- [Dataset entries]
↓

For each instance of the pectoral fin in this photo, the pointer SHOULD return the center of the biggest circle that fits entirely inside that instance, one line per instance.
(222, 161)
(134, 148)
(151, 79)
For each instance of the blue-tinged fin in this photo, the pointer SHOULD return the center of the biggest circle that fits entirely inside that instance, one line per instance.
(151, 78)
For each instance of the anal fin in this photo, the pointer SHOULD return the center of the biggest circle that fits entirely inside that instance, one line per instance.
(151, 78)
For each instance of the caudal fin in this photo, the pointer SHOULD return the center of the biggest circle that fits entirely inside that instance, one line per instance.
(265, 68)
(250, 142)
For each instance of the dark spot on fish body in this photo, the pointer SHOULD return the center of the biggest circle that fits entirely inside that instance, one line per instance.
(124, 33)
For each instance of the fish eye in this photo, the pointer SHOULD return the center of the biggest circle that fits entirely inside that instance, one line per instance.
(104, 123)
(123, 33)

↑
↓

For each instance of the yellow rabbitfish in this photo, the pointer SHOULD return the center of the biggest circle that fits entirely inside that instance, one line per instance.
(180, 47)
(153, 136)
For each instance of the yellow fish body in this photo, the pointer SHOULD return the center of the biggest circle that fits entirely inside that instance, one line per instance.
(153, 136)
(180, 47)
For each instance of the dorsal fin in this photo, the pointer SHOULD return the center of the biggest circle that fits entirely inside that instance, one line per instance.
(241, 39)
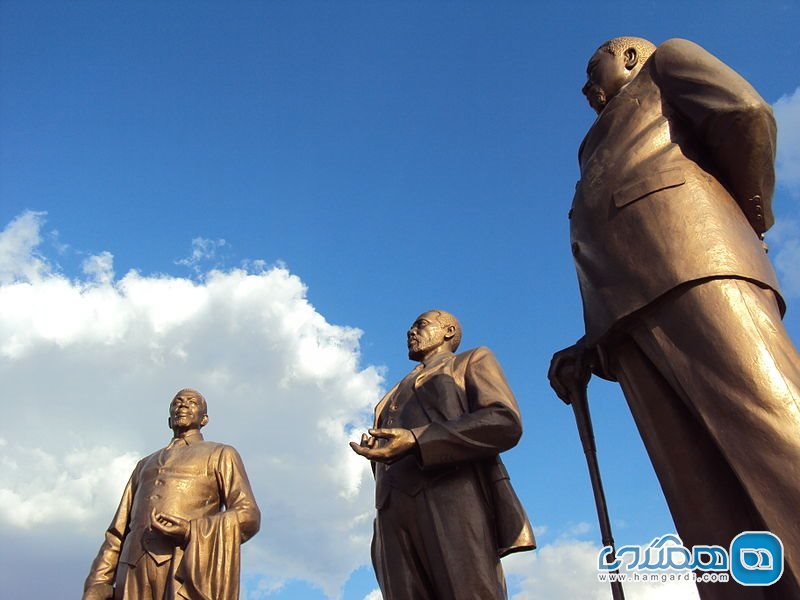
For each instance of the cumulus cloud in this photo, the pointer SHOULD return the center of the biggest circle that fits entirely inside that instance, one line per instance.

↑
↓

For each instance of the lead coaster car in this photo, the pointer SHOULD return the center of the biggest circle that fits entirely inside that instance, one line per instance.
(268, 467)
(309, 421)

↑

- [What needs to be done] Please return the material above only from the line that holds "For each instance of the yellow rabbitfish" through the line that holds "For each instance of the cumulus", exactly as it stands, ends included and pictures omitted.

- [Exercise response]
For each instance of the yellow rabbitfish in this photo, the pointer SHOULD return the center of the biggest circle that fits entirely inside that instance, one line per instance.
(180, 47)
(153, 136)
For each instance of the yellow fish body in this photo, the pointer SHOULD return the center of the biggest circle that fits entirely inside that instance, one line per instance.
(153, 136)
(180, 47)
For each instance of the dorsal fin in this photo, the pointer SHOULD return the center of the biggest circle that fits entirely inside that instance, one line per instance.
(241, 39)
For each instance of the cumulus cloud in this photo, the pointer SHOULD return the center of the biggest circle that fits entirely inside that instance, one line per instance.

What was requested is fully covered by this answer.